** begin Supplied material **

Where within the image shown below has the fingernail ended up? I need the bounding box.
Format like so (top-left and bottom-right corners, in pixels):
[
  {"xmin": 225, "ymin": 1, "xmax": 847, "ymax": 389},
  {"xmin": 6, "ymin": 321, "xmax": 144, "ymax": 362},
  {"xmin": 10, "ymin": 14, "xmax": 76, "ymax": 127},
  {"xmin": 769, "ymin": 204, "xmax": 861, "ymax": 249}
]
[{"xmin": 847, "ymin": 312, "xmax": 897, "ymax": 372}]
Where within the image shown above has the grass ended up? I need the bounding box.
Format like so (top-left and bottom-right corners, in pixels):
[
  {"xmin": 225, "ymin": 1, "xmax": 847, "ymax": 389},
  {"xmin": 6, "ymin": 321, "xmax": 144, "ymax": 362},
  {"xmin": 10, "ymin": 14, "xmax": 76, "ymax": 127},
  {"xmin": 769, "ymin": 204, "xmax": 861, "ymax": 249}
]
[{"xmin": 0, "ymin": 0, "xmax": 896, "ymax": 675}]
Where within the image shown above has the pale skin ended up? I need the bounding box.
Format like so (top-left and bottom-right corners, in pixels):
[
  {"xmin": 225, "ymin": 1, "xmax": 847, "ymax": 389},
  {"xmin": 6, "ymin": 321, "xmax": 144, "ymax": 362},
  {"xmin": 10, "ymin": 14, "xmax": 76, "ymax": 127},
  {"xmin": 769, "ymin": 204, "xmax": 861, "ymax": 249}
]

** end Supplied material **

• Instruction:
List every line of the listing above that contains the string "need", matching case exactly.

• Problem solution:
Where within the image shown below has the fingernail ended up? I need the bounding box.
Where within the image shown above has the grass ended up? I need the bounding box.
Where within the image shown above has the pale skin ended up? I need the bounding box.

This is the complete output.